(SUPPLIED MATERIAL)
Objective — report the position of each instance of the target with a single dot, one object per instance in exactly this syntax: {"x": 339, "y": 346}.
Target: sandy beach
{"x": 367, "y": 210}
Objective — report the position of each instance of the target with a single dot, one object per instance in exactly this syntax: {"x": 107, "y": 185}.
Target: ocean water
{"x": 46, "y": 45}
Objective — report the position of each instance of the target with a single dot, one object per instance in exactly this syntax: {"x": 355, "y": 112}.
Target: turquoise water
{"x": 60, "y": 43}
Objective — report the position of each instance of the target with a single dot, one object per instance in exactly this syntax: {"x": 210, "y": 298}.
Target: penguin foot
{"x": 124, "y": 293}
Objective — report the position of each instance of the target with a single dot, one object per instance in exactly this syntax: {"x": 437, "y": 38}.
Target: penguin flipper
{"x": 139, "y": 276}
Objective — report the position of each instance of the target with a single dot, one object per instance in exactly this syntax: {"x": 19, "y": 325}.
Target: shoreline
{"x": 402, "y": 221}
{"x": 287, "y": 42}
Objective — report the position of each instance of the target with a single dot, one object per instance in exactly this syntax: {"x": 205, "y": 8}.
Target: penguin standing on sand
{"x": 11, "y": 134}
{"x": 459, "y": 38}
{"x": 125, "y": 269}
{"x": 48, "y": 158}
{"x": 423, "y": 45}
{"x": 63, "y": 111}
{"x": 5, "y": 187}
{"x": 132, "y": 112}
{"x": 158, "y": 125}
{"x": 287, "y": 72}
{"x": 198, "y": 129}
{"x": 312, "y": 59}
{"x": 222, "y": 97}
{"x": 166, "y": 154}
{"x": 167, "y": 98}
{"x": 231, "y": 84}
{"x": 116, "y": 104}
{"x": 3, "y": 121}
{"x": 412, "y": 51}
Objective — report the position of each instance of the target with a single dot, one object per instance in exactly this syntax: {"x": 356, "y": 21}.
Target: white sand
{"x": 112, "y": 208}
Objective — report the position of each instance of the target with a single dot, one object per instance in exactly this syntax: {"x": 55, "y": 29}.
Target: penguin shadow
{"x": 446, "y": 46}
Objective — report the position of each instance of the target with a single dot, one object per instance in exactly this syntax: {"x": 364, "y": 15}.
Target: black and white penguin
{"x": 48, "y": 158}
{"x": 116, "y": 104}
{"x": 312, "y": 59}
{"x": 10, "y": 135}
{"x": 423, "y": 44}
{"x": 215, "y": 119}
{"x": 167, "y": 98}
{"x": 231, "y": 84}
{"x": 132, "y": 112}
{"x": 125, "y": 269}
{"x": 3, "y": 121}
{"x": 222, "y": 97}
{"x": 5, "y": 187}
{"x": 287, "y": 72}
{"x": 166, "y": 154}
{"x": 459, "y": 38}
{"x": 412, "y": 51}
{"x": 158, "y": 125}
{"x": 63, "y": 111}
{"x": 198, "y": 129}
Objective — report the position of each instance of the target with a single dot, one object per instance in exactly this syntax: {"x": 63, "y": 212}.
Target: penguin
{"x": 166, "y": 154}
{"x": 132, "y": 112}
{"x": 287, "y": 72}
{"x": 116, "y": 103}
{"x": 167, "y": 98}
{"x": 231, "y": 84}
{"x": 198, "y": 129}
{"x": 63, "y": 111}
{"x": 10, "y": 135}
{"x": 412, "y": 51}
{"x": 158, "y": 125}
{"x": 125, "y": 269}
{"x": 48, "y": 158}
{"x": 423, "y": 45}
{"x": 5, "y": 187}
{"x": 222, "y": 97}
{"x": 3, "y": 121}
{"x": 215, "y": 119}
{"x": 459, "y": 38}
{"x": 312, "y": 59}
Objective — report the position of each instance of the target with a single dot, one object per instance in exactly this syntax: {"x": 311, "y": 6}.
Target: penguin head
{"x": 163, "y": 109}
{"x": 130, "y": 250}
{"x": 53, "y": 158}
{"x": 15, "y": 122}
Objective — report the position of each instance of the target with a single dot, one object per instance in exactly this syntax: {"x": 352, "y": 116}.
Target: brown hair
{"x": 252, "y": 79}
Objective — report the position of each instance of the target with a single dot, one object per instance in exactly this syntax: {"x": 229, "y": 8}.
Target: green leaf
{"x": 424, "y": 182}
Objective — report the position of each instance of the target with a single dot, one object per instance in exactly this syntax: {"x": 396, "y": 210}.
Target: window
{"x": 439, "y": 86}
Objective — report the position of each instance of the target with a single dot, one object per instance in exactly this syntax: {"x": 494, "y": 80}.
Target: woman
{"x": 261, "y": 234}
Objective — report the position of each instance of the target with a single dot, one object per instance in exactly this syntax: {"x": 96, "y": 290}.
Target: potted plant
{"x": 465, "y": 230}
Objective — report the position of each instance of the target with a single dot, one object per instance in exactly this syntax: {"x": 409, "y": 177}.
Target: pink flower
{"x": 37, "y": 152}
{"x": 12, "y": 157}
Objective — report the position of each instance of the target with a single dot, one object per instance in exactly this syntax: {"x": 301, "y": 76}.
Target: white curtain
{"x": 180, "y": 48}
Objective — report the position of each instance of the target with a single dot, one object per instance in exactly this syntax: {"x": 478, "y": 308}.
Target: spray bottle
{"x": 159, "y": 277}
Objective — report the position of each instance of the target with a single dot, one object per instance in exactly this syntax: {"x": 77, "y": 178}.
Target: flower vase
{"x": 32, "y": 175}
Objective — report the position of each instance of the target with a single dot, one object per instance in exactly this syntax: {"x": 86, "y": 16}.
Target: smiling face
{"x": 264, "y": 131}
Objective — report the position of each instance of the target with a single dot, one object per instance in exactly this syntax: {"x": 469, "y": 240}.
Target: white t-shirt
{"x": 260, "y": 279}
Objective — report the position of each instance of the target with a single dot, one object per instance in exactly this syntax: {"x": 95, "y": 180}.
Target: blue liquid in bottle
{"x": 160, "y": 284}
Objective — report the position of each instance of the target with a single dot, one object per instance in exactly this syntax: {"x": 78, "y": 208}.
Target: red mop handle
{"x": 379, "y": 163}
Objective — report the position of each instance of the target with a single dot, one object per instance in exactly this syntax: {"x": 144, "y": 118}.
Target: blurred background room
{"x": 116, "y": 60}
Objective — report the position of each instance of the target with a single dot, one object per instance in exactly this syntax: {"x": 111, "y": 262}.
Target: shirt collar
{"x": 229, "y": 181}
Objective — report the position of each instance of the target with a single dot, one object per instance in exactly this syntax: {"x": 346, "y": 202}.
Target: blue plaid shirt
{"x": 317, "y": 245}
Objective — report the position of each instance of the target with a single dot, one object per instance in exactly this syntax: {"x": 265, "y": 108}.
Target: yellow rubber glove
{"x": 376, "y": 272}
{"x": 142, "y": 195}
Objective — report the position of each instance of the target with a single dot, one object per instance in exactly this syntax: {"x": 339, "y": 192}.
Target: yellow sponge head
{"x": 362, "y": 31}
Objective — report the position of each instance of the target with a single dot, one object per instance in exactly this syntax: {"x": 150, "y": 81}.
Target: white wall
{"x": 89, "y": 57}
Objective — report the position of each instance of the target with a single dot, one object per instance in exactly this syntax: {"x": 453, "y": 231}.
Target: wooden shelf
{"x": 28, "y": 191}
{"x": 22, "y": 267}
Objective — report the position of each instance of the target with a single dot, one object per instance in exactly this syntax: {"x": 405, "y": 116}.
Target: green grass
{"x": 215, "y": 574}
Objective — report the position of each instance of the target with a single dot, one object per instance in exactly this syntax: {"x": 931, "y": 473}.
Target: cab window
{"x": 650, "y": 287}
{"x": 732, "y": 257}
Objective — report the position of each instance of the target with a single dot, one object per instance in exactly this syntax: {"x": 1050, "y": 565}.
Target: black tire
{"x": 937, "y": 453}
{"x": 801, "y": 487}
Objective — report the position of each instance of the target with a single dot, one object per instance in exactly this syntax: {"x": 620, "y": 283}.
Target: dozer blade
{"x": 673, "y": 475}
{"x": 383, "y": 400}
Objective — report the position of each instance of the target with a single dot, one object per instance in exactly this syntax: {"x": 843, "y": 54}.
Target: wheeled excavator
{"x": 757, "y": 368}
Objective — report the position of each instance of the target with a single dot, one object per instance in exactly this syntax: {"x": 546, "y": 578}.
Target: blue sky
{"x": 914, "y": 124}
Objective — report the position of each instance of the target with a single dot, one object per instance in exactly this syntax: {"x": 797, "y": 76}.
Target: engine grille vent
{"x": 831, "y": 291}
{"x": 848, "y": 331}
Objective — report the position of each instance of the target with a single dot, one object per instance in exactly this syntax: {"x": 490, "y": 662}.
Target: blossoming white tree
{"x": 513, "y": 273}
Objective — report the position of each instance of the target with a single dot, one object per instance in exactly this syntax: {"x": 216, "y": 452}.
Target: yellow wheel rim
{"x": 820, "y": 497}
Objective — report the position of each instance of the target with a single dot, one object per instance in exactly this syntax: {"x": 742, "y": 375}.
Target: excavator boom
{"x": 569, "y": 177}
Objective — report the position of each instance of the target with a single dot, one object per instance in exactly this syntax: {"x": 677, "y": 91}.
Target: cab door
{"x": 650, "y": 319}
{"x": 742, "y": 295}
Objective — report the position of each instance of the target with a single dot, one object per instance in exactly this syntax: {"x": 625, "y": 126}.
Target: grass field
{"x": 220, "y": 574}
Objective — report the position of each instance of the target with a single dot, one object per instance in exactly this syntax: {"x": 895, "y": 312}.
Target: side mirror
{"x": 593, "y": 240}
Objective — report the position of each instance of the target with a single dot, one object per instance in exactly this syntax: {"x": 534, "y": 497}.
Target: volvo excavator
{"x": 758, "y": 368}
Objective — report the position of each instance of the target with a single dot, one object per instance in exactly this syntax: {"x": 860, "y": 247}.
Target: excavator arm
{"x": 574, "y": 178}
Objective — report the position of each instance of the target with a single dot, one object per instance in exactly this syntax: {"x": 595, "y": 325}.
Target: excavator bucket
(End SUPPLIED MATERIAL)
*PROBLEM STATEMENT:* Please give a word-for-word repetition of the lines from the one containing "Target: side mirror" through the last line of the data above, including both, and nothing besides.

*WRITTEN RESPONSE:*
Target: side mirror
{"x": 593, "y": 240}
Objective — report the position of each instance of the target with a single dot, one object per instance in exactly this syntax: {"x": 534, "y": 497}.
Target: volvo excavator
{"x": 758, "y": 368}
Objective — report the position of each instance of the target with a single dot, one object per instance in exactly this syntax: {"x": 860, "y": 247}.
Target: excavator arm
{"x": 574, "y": 178}
Objective — report the position of each instance of the target with a single dot, one object per instance in exactly this syntax: {"x": 595, "y": 325}.
Target: excavator bucket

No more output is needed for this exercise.